Copy every line of the data below word for word, leaving out the pictures.
— start Material shown —
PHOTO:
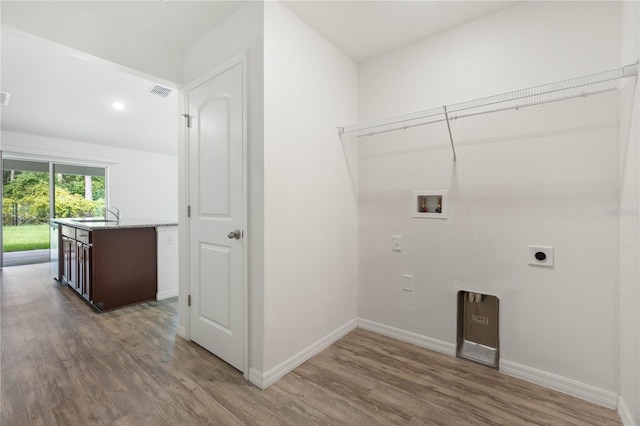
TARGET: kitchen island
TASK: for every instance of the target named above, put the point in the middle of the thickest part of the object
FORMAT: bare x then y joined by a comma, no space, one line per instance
109,263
— end Material shown —
Answer below -
PHOTO:
TARGET: kitchen island
TASK: for every instance of the target named above, put the point in the middle of the thickest part of the object
FORMAT: bare x then y joined by a comma, no space, one line per instance
109,263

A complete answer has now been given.